◆ **Problem**:
Copy out every line of the items below word for word, with no changes.

◆ **Data section**:
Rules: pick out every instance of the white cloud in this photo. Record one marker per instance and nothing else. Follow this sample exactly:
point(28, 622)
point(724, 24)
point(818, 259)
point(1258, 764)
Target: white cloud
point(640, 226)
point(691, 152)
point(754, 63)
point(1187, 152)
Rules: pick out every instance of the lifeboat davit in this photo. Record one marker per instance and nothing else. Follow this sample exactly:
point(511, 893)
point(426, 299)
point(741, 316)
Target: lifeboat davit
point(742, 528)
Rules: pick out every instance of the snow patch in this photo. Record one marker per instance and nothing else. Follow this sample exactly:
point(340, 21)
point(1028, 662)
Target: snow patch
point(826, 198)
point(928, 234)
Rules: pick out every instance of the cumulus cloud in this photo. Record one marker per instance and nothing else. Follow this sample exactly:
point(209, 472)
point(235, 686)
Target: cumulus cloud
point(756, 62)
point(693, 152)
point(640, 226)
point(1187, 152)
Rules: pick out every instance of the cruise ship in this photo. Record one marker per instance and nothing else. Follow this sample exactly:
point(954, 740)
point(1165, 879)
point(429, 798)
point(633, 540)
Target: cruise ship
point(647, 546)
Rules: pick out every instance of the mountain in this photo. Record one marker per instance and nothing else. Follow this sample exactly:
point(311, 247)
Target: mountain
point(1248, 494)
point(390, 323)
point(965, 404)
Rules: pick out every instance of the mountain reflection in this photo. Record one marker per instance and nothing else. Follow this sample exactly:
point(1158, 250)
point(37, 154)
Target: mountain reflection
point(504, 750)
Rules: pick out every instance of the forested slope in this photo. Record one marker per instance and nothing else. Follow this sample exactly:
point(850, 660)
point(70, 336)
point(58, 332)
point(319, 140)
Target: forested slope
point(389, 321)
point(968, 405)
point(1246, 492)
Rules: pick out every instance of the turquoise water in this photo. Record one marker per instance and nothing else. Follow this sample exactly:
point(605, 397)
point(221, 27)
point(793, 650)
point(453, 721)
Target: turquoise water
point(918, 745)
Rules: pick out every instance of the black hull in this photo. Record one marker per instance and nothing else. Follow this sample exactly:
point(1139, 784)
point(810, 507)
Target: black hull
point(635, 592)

◆ **Complete response**:
Rules: pick out every instance of the white cloud in this photo. Record one marker per instance and nothing else. Follow this sample exactly:
point(28, 622)
point(724, 24)
point(818, 259)
point(1258, 764)
Target: white cloud
point(640, 226)
point(691, 152)
point(754, 63)
point(1187, 152)
Rules: pick out every instance of the lifeboat davit in this photo. Record one marker per instance and nothing else. Follow this sample exactly:
point(511, 893)
point(426, 299)
point(741, 316)
Target: lifeboat davit
point(742, 528)
Rules: pick out every instance of the snow patch in this photo. Record one marker per instance and nothing else. Follow this sample exactly:
point(340, 21)
point(1028, 662)
Target: snow patch
point(826, 198)
point(928, 234)
Rules: pick out every instance of the cumulus cloud in this photo. Record one marker per instance and nothing else. Follow this sample exactly:
point(209, 472)
point(235, 686)
Target: cumulus cloud
point(756, 62)
point(693, 152)
point(640, 226)
point(1187, 152)
Rules: pick out every instance of the cruise ship in this photo. Record one marker per instance and nothing else. Follow this sample exactly:
point(954, 740)
point(1165, 879)
point(429, 798)
point(633, 540)
Target: cruise ship
point(647, 546)
Rules: pick out every instance of the mountain in this photo. Record one marker per instance and nothing else. Follow this sample exactly:
point(311, 247)
Target: mountain
point(1248, 494)
point(390, 323)
point(965, 404)
Rules: pick out every instance of the mountain reflection in this photo. Record one marker per instance and nothing else. Follow this sample exactly:
point(1158, 250)
point(37, 154)
Target: mountain reflection
point(504, 750)
Rules: pick out every instance of the forested slope in this photo. Record one marker per instance and nothing else. Follow this sample exactly:
point(850, 660)
point(70, 336)
point(58, 332)
point(319, 140)
Target: forested slope
point(389, 321)
point(968, 405)
point(1246, 492)
Rules: pick out every instance of the turquoise water in this photo. Record one marker per instance and nothing else. Follow this sample exactly:
point(605, 397)
point(221, 27)
point(793, 650)
point(453, 721)
Target: turquoise water
point(918, 745)
Rules: pick out every instance of the black hull in this photo. Record one marker per instance and nothing else. Follow this sample exactly:
point(1139, 784)
point(810, 507)
Target: black hull
point(635, 592)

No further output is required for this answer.